* START Data shown *

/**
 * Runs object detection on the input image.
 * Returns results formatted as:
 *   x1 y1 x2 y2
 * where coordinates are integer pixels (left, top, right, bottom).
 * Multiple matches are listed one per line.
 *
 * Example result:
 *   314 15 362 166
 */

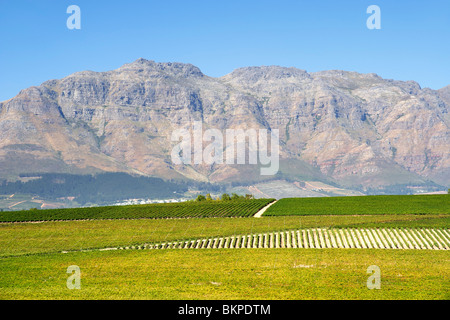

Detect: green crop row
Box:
264 194 450 216
0 199 274 222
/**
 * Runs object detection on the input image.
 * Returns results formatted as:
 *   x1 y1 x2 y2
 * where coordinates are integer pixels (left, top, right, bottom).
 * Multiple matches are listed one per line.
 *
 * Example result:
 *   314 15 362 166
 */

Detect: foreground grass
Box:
264 194 450 216
0 215 450 257
0 249 450 299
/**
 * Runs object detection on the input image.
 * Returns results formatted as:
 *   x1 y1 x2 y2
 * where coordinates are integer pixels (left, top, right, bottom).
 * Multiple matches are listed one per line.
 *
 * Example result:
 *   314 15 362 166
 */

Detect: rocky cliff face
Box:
0 59 450 186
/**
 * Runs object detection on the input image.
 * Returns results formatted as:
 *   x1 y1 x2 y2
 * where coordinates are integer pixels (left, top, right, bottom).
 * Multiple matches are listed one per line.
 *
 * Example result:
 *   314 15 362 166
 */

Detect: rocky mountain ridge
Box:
0 59 450 187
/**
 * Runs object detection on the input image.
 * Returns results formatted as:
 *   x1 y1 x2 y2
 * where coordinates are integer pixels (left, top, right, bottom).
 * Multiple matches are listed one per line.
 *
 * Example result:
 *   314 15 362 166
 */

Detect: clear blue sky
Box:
0 0 450 101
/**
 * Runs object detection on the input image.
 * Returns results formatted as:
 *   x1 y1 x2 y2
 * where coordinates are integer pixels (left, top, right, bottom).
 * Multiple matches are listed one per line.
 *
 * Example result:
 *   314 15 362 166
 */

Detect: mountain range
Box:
0 58 450 188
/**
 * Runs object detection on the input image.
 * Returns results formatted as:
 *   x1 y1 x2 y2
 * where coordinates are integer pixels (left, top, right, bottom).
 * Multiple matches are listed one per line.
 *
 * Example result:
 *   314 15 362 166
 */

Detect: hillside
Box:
0 59 450 188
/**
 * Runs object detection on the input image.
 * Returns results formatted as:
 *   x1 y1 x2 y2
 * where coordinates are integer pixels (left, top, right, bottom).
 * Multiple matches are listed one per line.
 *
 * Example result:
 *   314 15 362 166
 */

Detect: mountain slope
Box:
0 59 450 187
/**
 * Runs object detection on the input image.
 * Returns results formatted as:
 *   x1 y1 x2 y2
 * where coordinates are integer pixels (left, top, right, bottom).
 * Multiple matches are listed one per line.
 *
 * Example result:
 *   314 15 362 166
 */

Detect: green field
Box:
0 199 274 222
264 194 450 216
0 196 450 299
0 249 450 299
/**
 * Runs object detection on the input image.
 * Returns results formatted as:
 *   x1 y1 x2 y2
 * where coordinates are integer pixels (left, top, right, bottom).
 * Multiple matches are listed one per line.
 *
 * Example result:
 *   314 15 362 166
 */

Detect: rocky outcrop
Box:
0 59 450 186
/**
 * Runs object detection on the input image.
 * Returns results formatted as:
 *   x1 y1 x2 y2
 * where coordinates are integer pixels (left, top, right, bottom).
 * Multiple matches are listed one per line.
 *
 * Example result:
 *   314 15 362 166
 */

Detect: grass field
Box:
264 194 450 216
0 249 450 299
0 196 450 299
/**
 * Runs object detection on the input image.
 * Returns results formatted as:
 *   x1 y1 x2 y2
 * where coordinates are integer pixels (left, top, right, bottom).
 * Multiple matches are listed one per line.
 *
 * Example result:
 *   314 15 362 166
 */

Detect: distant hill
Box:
0 59 450 189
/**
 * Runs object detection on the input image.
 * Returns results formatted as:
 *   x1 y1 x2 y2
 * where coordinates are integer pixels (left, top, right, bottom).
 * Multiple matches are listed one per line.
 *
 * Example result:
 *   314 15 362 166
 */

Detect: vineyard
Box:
0 199 274 222
264 194 450 216
113 228 450 250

* END Data shown *

Written exercise: Your task is an exact transcription of all the data, minus the pictures.

Result of the task:
/**
 * Runs object detection on the input image.
 * Returns results formatted as:
 *   x1 y1 x2 y2
 * where coordinates are integer pixels (left, top, right, bottom).
 * Multiple matches are listed one per line.
 *
 * Example result:
 *   314 15 362 166
 */


Detect: green crop row
Box:
264 194 450 216
0 199 274 222
/**
 * Runs object detection on the input image.
 * Returns results formatted as:
 *   x1 y1 x2 y2
 * where coordinates are integer pixels (left, top, right, bottom).
 * Multiple matches are listed one per line.
 *
 * Example result:
 *   314 15 362 166
 */

Detect: foreground grass
Box:
264 194 450 216
0 215 450 257
0 249 450 299
/**
 * Runs object detection on the input image.
 * Returns results formatted as:
 *   x1 y1 x2 y2
 * where coordinates are integer pixels (left, top, right, bottom).
 * Multiple matches are listed one per line.
 *
 * Example result:
 *   314 15 362 166
 */

Detect: rocky cliff face
Box:
0 59 450 186
/**
 * Runs object detection on the input image.
 * Returns results formatted as:
 *   x1 y1 x2 y2
 * where coordinates are integer pixels (left, top, right, bottom).
 * Multiple matches are listed one per line.
 *
 * Example result:
 *   314 15 362 166
 */

Detect: rocky mountain ridge
Box:
0 59 450 187
/**
 * Runs object detection on the input image.
 * Returns results formatted as:
 *   x1 y1 x2 y2
 * where coordinates are integer pixels (left, top, right, bottom).
 * Multiple matches are listed one per line.
 *
 * Example result:
 *   314 15 362 166
 */

Detect: clear blue sky
Box:
0 0 450 101
/**
 * Runs object detection on the input image.
 * Returns results formatted as:
 *   x1 y1 x2 y2
 * where coordinates are integer pixels (left, top, right, bottom).
 * Multiple matches are listed one per line.
 *
 * Example result:
 *   314 15 362 166
 */

Detect: mountain range
Box:
0 58 450 188
/**
 * Runs object detection on the input image.
 * Returns results formatted as:
 *   x1 y1 x2 y2
 * where coordinates are integer pixels (left, top, right, bottom).
 * Multiple matches are listed one per line.
 *
 * Example result:
 *   314 15 362 166
 */

Detect: hillside
Box:
0 59 450 188
/**
 * Runs object detection on the input image.
 * Returns results formatted as:
 *   x1 y1 x2 y2
 * where coordinates are integer pixels (left, top, right, bottom).
 * Multiple matches are listed one per line.
 *
 * Example result:
 *   314 15 362 166
 */

Detect: mountain slope
Box:
0 59 450 187
/**
 * Runs object detection on the input image.
 * Returns results formatted as:
 *   x1 y1 x2 y2
 * where coordinates are integer pixels (left, top, right, bottom).
 * Multiple matches are listed one per line.
 *
 * Example result:
 *   314 15 362 166
 */

Detect: green field
Box:
0 199 274 222
264 194 450 216
0 196 450 299
0 249 450 299
/**
 * Runs object detection on the input image.
 * Returns results formatted as:
 *   x1 y1 x2 y2
 * where coordinates are integer pixels (left, top, right, bottom).
 * Multiple matches are listed one per line.
 *
 * Example result:
 *   314 15 362 166
 */

Detect: rocky outcrop
Box:
0 59 450 186
/**
 * Runs object detection on the input image.
 * Returns results formatted as:
 *   x1 y1 x2 y2
 * where coordinates are integer pixels (left, top, right, bottom).
 * Multiple matches are listed one per line.
 *
 * Example result:
 *   314 15 362 166
 */

Detect: grass field
Box:
264 194 450 216
0 249 450 299
0 196 450 299
/**
 * Runs object detection on the input image.
 * Returns results formatted as:
 *   x1 y1 x2 y2
 * where coordinates are integer pixels (left, top, right, bottom).
 * Multiple matches are listed one per line.
 *
 * Example result:
 *   314 15 362 166
 */

Detect: distant hill
Box:
0 59 450 189
/**
 * Runs object detection on the input image.
 * Returns results formatted as:
 *   x1 y1 x2 y2
 * where coordinates are integer pixels (left, top, right, bottom).
 * Multiple matches are listed one per line.
 *
 * Example result:
 *   314 15 362 166
 */

Detect: vineyard
Box:
0 199 274 222
264 194 450 216
113 228 450 250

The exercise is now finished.